AIM OF THE EXERCISE |
Only a number is expected: how many lines in these records mention the word "shirt"?

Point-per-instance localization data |
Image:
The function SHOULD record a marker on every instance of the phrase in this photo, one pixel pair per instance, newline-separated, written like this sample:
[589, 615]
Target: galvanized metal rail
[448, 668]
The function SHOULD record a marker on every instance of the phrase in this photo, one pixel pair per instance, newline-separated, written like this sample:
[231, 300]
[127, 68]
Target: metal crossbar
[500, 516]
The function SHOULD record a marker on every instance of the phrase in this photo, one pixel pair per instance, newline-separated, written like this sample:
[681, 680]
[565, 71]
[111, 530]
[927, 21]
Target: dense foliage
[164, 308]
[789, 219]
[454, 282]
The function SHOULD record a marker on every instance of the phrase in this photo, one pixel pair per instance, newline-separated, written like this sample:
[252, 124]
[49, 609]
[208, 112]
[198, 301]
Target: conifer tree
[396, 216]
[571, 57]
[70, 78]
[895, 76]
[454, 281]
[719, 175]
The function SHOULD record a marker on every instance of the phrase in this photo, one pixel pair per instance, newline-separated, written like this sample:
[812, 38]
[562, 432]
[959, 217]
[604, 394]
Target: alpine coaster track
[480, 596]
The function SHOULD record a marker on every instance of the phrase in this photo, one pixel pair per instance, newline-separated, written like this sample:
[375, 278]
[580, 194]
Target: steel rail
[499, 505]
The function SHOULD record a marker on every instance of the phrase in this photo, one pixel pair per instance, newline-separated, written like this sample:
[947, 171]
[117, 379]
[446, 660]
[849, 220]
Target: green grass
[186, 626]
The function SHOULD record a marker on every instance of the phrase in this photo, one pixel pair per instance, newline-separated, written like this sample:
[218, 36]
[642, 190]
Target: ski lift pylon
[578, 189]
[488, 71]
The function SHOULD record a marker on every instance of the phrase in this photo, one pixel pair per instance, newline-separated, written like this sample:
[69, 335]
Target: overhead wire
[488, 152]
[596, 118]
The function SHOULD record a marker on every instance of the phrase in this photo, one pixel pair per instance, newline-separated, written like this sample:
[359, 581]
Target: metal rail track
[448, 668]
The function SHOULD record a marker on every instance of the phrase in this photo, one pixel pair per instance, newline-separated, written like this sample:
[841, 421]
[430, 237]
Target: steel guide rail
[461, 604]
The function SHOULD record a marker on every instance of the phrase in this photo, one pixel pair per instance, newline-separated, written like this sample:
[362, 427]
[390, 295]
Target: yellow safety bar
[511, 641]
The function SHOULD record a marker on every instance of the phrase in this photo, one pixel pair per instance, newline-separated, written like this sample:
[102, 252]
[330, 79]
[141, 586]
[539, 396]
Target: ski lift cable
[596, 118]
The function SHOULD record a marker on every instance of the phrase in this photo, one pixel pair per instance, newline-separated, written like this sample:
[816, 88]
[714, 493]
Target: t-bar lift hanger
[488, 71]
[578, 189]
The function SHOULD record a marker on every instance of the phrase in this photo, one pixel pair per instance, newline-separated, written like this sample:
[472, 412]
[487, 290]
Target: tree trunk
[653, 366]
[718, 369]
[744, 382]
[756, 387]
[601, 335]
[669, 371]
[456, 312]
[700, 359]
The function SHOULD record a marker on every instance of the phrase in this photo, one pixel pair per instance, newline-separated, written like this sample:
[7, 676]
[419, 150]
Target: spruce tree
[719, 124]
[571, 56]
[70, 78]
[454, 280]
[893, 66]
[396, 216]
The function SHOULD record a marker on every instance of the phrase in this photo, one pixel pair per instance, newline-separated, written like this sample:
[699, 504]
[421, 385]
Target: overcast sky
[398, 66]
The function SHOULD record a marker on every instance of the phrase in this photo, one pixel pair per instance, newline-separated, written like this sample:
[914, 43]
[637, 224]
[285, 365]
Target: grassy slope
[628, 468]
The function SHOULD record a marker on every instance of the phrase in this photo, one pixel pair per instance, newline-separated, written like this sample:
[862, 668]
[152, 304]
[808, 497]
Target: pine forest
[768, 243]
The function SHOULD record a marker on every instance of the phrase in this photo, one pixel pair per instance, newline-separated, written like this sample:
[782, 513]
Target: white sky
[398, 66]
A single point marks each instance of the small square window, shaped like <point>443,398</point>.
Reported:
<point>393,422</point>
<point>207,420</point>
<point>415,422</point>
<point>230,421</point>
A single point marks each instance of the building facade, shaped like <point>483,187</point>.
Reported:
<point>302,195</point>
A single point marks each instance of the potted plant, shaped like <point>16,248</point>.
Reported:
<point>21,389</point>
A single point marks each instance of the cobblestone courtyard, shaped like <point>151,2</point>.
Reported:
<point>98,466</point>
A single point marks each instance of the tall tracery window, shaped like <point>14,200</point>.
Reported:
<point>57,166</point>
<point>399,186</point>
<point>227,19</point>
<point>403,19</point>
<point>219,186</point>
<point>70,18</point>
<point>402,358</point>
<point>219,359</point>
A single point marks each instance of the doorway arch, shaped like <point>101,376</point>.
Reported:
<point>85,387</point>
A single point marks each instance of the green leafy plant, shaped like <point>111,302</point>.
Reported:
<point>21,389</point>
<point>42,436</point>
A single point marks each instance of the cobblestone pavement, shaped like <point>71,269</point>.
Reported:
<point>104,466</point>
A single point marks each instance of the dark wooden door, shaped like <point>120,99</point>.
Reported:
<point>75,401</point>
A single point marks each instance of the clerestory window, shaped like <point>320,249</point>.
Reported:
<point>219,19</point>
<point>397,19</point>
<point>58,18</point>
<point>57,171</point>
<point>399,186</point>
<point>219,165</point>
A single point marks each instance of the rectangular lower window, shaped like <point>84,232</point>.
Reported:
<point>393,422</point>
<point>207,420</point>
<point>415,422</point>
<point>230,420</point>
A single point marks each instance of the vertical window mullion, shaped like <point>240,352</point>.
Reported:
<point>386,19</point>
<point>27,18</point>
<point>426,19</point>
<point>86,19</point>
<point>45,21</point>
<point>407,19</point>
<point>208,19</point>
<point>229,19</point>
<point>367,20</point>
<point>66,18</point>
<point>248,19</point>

---

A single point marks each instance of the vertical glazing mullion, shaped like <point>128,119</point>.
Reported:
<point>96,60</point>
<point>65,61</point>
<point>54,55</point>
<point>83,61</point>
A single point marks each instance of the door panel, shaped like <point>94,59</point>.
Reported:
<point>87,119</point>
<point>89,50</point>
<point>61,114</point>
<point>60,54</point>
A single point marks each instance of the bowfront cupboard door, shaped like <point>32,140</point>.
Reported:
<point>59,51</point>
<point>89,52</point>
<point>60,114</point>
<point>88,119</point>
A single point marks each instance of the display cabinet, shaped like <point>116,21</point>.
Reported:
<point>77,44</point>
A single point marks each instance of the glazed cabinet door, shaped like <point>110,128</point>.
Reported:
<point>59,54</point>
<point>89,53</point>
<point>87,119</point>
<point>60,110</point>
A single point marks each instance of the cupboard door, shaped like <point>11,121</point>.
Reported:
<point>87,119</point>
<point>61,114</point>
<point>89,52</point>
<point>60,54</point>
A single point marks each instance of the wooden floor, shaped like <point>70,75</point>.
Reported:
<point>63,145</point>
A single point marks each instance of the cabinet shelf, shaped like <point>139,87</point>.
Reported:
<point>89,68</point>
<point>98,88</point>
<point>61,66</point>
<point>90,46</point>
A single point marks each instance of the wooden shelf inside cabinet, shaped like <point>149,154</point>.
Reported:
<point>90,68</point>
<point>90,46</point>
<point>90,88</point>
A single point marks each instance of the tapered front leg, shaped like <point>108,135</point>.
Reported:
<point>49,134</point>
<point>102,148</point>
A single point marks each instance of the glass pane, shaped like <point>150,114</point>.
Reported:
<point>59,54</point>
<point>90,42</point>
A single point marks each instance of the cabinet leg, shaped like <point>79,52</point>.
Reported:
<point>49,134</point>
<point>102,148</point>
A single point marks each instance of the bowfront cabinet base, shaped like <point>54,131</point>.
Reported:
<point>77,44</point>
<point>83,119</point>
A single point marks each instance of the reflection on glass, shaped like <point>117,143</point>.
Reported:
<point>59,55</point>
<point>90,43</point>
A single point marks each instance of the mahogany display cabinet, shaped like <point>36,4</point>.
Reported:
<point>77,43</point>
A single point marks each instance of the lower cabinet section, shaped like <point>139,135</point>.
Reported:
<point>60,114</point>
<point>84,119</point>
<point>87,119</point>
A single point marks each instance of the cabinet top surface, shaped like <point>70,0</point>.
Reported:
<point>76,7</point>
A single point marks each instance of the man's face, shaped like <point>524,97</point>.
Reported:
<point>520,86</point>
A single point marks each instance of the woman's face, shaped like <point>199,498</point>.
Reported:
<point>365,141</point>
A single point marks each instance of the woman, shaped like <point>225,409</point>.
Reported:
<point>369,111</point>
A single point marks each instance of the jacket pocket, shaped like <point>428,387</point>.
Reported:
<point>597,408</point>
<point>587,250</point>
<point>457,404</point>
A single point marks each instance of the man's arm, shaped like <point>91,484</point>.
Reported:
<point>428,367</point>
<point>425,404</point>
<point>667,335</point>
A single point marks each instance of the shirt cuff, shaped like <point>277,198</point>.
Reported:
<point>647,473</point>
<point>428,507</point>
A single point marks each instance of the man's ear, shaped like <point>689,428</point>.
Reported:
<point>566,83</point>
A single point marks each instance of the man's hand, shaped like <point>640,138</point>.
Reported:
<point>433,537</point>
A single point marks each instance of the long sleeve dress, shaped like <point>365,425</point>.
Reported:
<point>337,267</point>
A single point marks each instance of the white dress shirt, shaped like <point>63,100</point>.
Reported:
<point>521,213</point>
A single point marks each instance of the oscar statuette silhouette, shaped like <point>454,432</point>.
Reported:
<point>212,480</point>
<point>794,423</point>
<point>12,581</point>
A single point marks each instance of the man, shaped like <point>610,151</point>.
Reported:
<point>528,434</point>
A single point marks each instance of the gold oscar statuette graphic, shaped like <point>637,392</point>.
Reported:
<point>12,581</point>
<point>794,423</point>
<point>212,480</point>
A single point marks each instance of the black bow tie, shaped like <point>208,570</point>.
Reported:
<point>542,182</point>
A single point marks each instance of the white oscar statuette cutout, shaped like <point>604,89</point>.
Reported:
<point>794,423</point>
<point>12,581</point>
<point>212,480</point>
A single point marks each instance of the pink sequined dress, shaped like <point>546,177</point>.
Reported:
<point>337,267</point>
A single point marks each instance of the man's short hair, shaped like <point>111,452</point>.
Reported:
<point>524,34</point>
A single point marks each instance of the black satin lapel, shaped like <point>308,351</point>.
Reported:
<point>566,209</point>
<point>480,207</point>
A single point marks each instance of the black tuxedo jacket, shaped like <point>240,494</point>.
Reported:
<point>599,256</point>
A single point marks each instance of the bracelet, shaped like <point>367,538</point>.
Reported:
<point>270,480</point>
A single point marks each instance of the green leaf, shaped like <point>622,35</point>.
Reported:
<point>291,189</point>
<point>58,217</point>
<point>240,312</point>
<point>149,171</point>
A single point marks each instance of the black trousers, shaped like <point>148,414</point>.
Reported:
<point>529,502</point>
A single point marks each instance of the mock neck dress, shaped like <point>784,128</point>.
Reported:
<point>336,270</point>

REPLY TO THE TASK |
2